**WHAT IS REQUIRED**
Given the entries that follow, write out exactly the lines starting at the one containing "output x=9, y=68." and ending at the one containing "Question. Give the pixel coordinates of a point on the young", both ends included, and only those.

**ENTRIES SUPPLIED**
/---
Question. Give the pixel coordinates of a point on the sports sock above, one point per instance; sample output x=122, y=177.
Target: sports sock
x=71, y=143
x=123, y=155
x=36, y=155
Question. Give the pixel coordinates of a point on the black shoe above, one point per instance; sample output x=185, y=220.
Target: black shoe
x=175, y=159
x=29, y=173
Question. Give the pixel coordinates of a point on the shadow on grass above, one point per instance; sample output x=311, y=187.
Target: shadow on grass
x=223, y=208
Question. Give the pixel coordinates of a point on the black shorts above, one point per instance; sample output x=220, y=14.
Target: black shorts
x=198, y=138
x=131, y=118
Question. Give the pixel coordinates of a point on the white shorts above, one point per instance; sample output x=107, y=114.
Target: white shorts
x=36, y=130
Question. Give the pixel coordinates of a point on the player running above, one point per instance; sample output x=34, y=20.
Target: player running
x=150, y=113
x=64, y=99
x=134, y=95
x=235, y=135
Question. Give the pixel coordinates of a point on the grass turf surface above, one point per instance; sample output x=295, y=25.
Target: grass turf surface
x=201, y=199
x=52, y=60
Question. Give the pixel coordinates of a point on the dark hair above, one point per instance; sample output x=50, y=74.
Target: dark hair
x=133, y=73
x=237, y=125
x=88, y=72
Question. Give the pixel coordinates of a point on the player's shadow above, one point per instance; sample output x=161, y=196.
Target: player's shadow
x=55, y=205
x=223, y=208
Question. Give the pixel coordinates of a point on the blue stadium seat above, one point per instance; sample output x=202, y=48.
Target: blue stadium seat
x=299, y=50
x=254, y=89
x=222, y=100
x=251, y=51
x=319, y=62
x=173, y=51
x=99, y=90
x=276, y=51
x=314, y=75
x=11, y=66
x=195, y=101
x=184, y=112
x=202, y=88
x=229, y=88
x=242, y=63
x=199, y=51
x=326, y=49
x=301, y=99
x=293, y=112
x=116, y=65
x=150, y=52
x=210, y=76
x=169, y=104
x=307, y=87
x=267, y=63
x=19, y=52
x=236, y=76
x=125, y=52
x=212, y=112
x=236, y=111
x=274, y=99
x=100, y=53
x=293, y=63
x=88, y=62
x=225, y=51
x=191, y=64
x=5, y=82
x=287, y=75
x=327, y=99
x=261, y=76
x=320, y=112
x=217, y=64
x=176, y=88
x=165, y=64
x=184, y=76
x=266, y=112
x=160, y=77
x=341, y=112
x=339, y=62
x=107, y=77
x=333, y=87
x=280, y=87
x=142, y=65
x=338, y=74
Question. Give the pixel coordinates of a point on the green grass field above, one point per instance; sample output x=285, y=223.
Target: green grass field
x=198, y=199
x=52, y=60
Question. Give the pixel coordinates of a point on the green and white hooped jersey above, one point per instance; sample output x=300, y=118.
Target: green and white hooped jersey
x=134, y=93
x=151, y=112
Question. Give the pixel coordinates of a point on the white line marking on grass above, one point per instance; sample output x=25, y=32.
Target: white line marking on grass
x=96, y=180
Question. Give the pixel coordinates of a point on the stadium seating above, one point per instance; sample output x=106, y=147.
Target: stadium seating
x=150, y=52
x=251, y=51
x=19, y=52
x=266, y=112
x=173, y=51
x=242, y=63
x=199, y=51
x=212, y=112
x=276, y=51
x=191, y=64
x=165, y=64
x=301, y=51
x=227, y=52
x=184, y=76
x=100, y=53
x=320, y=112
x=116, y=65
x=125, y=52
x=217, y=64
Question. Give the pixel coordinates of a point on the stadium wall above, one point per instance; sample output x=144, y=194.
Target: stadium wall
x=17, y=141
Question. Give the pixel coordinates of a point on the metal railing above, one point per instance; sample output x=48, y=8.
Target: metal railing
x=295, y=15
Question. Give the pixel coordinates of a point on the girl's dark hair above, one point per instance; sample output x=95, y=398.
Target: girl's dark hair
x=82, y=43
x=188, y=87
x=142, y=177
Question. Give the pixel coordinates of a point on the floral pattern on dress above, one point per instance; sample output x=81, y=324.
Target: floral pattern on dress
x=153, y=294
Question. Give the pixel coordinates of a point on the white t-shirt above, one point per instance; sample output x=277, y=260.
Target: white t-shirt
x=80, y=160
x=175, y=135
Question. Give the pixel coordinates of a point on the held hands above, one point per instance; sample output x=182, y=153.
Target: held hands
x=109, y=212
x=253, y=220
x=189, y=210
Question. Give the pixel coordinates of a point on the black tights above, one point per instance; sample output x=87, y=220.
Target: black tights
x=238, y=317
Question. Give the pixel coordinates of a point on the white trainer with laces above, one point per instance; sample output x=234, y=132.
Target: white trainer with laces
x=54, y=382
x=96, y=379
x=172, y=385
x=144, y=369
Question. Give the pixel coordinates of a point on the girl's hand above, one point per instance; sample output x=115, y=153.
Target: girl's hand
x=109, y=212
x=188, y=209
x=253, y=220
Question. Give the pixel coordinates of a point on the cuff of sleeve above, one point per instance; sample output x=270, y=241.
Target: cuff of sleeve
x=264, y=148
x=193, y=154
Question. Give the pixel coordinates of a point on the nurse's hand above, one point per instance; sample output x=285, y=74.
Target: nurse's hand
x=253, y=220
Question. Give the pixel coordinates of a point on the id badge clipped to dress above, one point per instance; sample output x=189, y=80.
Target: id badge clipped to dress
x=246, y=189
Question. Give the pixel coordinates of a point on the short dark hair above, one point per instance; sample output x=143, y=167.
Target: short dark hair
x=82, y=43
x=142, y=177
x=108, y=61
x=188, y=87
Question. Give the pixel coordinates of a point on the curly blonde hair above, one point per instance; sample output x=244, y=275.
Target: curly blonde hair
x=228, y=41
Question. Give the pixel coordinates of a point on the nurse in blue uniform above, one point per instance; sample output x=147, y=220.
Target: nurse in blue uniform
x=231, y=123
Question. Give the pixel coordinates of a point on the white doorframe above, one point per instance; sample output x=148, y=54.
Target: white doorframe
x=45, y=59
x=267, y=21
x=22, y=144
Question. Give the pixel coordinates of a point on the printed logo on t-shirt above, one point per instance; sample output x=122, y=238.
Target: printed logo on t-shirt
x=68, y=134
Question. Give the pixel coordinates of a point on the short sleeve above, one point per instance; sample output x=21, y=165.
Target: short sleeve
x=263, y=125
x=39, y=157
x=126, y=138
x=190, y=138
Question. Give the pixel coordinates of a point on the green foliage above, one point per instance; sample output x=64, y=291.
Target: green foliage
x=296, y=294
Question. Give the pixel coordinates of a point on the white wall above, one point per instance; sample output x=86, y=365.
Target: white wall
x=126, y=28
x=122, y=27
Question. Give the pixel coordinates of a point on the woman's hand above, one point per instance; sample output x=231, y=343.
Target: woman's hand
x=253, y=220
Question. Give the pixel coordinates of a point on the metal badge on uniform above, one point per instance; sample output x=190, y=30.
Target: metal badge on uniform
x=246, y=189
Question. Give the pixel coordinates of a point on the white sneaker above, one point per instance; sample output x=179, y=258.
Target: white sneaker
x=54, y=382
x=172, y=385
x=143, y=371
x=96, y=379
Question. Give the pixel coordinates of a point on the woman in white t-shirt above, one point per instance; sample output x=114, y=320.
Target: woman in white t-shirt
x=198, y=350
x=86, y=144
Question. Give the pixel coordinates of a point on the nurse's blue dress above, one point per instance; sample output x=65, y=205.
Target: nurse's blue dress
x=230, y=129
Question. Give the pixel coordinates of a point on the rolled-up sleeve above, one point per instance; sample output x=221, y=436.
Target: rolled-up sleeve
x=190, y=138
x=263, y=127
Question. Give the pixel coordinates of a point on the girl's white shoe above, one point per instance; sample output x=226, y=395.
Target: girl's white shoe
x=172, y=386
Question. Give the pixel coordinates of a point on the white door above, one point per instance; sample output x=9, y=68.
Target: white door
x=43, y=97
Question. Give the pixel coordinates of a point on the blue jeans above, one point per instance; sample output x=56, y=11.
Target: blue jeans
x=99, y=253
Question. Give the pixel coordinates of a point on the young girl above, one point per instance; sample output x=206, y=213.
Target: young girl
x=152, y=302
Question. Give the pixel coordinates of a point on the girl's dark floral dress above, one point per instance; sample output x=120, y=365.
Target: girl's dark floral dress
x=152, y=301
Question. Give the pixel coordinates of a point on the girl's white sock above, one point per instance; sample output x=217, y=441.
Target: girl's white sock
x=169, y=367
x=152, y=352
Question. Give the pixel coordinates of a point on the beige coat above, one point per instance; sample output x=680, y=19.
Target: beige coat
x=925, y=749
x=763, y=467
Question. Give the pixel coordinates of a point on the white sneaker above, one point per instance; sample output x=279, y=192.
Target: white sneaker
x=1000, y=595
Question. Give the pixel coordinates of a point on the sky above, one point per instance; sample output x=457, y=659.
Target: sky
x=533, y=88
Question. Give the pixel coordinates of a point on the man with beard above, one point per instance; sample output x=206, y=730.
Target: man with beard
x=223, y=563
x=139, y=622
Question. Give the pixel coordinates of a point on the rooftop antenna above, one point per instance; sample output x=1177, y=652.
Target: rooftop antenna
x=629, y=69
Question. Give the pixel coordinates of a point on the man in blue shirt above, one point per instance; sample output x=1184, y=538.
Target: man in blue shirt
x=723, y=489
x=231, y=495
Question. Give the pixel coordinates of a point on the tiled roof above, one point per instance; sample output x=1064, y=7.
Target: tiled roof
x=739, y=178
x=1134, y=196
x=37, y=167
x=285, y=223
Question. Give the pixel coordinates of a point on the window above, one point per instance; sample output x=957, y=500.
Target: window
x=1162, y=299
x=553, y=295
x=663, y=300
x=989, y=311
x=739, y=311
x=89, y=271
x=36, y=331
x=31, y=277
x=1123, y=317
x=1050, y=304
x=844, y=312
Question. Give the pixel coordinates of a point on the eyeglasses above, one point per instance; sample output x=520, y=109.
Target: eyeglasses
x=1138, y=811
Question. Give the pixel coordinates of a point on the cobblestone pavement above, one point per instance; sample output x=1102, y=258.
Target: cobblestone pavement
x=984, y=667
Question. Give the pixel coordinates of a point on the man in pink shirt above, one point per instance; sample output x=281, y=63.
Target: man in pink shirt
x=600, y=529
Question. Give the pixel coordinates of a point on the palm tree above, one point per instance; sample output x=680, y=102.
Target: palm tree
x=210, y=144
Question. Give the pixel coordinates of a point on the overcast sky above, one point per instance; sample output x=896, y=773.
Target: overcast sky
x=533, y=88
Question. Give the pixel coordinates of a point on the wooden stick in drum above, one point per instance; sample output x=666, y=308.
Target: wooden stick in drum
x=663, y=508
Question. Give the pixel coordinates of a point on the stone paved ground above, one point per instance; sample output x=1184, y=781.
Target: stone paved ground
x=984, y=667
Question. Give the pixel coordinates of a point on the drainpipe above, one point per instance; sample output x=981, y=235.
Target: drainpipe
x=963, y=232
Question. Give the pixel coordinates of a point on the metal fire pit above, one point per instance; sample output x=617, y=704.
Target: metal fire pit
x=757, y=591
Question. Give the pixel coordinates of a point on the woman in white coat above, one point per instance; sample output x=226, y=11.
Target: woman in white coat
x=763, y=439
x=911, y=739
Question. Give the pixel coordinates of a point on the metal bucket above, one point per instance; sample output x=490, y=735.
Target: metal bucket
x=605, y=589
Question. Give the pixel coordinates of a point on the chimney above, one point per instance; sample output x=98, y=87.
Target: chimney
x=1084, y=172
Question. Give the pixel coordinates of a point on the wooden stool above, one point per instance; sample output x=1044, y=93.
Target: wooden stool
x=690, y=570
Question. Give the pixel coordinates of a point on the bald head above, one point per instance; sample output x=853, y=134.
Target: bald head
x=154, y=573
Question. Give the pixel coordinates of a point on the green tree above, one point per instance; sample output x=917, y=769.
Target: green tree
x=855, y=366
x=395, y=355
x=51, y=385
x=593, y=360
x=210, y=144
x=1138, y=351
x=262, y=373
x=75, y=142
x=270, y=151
\---
**PROBLEM SOLUTION**
Question. Give the pixel coordinates of a point on the white door above, one point per instance; sample output x=9, y=68.
Target: white door
x=43, y=97
Question. Give the pixel coordinates of a point on the blue jeans above, one point per instance; sample output x=56, y=11.
Target: blue jeans
x=99, y=253
Question. Give the pixel coordinates of a point on the young girl above, one point per instance; sample output x=206, y=213.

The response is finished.